[Opening Material provided section]

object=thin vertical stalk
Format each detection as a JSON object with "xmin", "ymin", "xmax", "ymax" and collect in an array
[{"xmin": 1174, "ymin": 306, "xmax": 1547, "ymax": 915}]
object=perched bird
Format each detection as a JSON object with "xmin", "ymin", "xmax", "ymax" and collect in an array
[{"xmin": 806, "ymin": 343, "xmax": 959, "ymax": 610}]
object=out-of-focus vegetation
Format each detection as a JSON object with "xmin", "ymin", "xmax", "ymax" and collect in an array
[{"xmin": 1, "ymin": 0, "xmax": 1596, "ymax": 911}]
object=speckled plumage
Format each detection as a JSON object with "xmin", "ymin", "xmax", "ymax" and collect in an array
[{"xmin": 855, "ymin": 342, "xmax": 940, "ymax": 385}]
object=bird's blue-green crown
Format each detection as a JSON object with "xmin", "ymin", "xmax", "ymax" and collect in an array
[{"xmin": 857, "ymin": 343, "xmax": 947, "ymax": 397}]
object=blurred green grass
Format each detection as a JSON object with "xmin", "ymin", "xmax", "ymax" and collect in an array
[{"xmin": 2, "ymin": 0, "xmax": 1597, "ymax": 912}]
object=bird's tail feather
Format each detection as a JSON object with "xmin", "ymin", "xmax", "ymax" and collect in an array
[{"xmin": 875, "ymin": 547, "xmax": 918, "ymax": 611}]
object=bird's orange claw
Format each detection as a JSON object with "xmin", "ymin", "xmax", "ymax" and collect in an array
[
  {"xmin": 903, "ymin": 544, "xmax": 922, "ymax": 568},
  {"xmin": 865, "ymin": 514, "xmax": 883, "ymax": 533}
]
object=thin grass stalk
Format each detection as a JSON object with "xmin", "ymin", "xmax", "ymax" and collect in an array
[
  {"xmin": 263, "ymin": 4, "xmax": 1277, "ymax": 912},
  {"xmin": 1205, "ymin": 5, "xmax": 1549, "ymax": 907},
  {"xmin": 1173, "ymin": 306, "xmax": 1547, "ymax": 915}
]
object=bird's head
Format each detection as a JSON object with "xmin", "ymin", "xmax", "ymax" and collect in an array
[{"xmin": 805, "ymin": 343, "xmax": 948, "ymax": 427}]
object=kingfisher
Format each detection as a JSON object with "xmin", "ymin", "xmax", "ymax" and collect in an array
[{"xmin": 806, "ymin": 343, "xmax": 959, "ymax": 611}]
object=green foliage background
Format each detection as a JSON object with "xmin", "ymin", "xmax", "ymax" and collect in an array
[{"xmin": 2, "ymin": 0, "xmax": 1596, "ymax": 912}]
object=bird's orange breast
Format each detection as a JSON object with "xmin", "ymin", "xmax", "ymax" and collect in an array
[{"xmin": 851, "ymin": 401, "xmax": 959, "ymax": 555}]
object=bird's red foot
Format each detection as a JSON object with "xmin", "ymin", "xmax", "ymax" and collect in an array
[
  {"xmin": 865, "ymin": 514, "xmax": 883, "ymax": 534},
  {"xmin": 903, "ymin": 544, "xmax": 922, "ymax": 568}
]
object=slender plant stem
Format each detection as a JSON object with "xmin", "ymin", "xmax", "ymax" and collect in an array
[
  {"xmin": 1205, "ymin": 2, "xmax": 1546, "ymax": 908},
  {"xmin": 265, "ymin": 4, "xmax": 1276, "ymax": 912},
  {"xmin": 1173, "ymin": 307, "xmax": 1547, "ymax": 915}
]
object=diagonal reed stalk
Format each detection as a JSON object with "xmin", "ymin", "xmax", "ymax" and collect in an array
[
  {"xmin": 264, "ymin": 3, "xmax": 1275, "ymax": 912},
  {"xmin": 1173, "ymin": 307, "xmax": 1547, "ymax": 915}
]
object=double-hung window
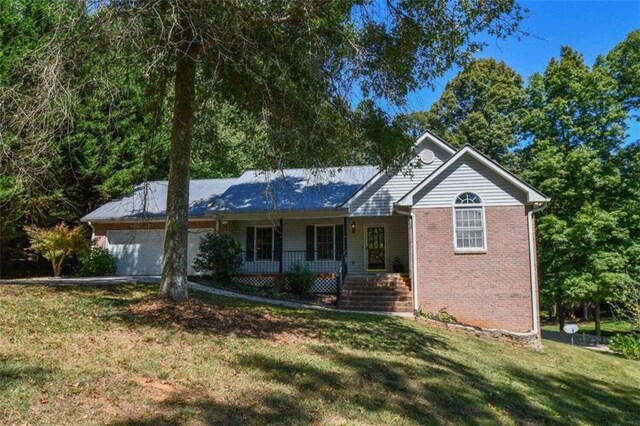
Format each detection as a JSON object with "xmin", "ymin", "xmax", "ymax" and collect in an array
[
  {"xmin": 453, "ymin": 192, "xmax": 486, "ymax": 251},
  {"xmin": 315, "ymin": 225, "xmax": 335, "ymax": 260},
  {"xmin": 255, "ymin": 226, "xmax": 274, "ymax": 260}
]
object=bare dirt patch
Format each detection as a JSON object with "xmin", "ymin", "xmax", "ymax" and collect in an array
[{"xmin": 133, "ymin": 376, "xmax": 180, "ymax": 403}]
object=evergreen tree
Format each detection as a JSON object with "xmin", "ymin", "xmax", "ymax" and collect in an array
[{"xmin": 3, "ymin": 0, "xmax": 525, "ymax": 300}]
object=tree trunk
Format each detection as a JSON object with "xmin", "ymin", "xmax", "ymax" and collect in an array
[
  {"xmin": 556, "ymin": 298, "xmax": 565, "ymax": 331},
  {"xmin": 594, "ymin": 300, "xmax": 602, "ymax": 343},
  {"xmin": 582, "ymin": 301, "xmax": 589, "ymax": 321},
  {"xmin": 159, "ymin": 40, "xmax": 201, "ymax": 302},
  {"xmin": 51, "ymin": 258, "xmax": 59, "ymax": 277}
]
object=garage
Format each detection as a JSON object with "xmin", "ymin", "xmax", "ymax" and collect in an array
[{"xmin": 106, "ymin": 229, "xmax": 209, "ymax": 275}]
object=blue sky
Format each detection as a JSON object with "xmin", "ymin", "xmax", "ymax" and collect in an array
[{"xmin": 400, "ymin": 0, "xmax": 640, "ymax": 142}]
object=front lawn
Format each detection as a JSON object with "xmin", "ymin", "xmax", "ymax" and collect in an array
[{"xmin": 1, "ymin": 284, "xmax": 638, "ymax": 425}]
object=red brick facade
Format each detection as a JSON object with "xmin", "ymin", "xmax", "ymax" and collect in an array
[{"xmin": 413, "ymin": 206, "xmax": 535, "ymax": 332}]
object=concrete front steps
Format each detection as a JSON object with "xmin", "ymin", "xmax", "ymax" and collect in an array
[{"xmin": 339, "ymin": 273, "xmax": 413, "ymax": 312}]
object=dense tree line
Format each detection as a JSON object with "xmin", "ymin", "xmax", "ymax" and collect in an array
[
  {"xmin": 0, "ymin": 1, "xmax": 637, "ymax": 328},
  {"xmin": 399, "ymin": 31, "xmax": 640, "ymax": 336},
  {"xmin": 2, "ymin": 0, "xmax": 523, "ymax": 297}
]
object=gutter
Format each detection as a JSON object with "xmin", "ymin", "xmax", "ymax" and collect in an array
[
  {"xmin": 395, "ymin": 206, "xmax": 419, "ymax": 312},
  {"xmin": 527, "ymin": 202, "xmax": 548, "ymax": 334}
]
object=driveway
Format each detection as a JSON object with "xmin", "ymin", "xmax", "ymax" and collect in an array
[
  {"xmin": 0, "ymin": 275, "xmax": 161, "ymax": 285},
  {"xmin": 541, "ymin": 329, "xmax": 611, "ymax": 352}
]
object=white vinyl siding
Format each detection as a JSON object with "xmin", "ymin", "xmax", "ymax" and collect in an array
[
  {"xmin": 228, "ymin": 217, "xmax": 343, "ymax": 274},
  {"xmin": 228, "ymin": 220, "xmax": 279, "ymax": 270},
  {"xmin": 227, "ymin": 216, "xmax": 408, "ymax": 275},
  {"xmin": 412, "ymin": 156, "xmax": 527, "ymax": 208},
  {"xmin": 346, "ymin": 215, "xmax": 409, "ymax": 274},
  {"xmin": 280, "ymin": 218, "xmax": 343, "ymax": 251},
  {"xmin": 349, "ymin": 141, "xmax": 452, "ymax": 216}
]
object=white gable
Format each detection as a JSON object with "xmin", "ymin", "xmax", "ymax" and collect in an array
[
  {"xmin": 396, "ymin": 145, "xmax": 549, "ymax": 208},
  {"xmin": 348, "ymin": 136, "xmax": 454, "ymax": 216},
  {"xmin": 410, "ymin": 155, "xmax": 527, "ymax": 207}
]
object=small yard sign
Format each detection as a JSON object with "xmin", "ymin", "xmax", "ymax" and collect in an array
[{"xmin": 563, "ymin": 324, "xmax": 579, "ymax": 345}]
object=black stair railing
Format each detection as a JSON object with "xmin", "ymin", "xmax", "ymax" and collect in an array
[{"xmin": 337, "ymin": 250, "xmax": 348, "ymax": 306}]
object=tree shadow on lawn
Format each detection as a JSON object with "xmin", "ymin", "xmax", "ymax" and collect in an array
[
  {"xmin": 502, "ymin": 365, "xmax": 640, "ymax": 423},
  {"xmin": 38, "ymin": 284, "xmax": 448, "ymax": 359},
  {"xmin": 102, "ymin": 288, "xmax": 449, "ymax": 360},
  {"xmin": 39, "ymin": 285, "xmax": 640, "ymax": 424},
  {"xmin": 109, "ymin": 348, "xmax": 640, "ymax": 426},
  {"xmin": 0, "ymin": 355, "xmax": 52, "ymax": 393}
]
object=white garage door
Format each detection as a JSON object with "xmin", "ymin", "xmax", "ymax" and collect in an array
[{"xmin": 107, "ymin": 229, "xmax": 209, "ymax": 275}]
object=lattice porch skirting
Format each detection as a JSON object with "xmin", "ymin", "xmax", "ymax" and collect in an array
[{"xmin": 231, "ymin": 273, "xmax": 338, "ymax": 293}]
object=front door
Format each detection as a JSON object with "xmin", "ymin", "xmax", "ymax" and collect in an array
[{"xmin": 365, "ymin": 225, "xmax": 386, "ymax": 271}]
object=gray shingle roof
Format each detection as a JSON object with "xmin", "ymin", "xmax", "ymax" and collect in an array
[{"xmin": 81, "ymin": 166, "xmax": 378, "ymax": 221}]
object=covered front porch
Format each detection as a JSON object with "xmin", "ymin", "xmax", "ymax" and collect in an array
[{"xmin": 218, "ymin": 214, "xmax": 411, "ymax": 300}]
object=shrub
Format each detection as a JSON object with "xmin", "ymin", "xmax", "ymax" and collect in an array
[
  {"xmin": 609, "ymin": 334, "xmax": 640, "ymax": 360},
  {"xmin": 192, "ymin": 232, "xmax": 243, "ymax": 280},
  {"xmin": 286, "ymin": 263, "xmax": 316, "ymax": 295},
  {"xmin": 77, "ymin": 245, "xmax": 117, "ymax": 276},
  {"xmin": 267, "ymin": 285, "xmax": 284, "ymax": 299},
  {"xmin": 25, "ymin": 223, "xmax": 89, "ymax": 276},
  {"xmin": 418, "ymin": 308, "xmax": 457, "ymax": 324}
]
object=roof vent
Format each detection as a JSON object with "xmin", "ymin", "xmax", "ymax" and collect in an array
[{"xmin": 420, "ymin": 149, "xmax": 435, "ymax": 164}]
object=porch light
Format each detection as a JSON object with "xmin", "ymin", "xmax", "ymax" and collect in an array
[{"xmin": 351, "ymin": 221, "xmax": 356, "ymax": 234}]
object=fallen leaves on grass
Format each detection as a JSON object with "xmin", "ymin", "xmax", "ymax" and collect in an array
[{"xmin": 122, "ymin": 297, "xmax": 314, "ymax": 344}]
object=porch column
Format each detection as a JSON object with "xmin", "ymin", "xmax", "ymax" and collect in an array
[
  {"xmin": 279, "ymin": 218, "xmax": 284, "ymax": 274},
  {"xmin": 343, "ymin": 217, "xmax": 348, "ymax": 273}
]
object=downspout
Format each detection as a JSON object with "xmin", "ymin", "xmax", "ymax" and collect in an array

[Closing Material provided section]

Go over the listing above and copy out each line that includes "front".

- **Output for this task**
object=front lawn
object=concrete front steps
object=front door
object=covered front porch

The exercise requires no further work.